• **Excerpt to read**
- Chemical King as depicted in Secret Origins #47 (December 1989). Art by Eric Shanower and Dave Cockrum.

Publication information
- Publisher: DC Comics
- First appearance: Adventure Comics #371 (August 1968)
- Created by: Jim Shooter (writer) Curt Swan (artist)

In-story information
- Alter ego: Condo Arlik
- Species: Metahuman
- Place of origin: Phlon (31st century)
- Team affiliations: Legion of Super-Heroes
- Abilities: Can alter the speed of chemical reactions

= Chemical King =

DC Comics character

Chemical King (Condo Arlik) is a fictional character appearing in comic books published by DC Comics, primarily as a member of the Legion of Super-Heroes in the 31st century. He first appeared in Adventure Comics #371 (August 1968), and was created by Jim Shooter and Curt Swan.

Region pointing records
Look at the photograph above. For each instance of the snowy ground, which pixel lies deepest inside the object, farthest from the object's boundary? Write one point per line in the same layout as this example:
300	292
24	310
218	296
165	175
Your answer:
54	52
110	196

• **Action item**
Retype the stretch of the Chemical King article above from "- Chemical King" through "appearance: Adventure Comics #371 (August 1968)".

• **Answer for the task**
- Chemical King as depicted in Secret Origins #47 (December 1989). Art by Eric Shanower and Dave Cockrum.

Publication information
- Publisher: DC Comics
- First appearance: Adventure Comics #371 (August 1968)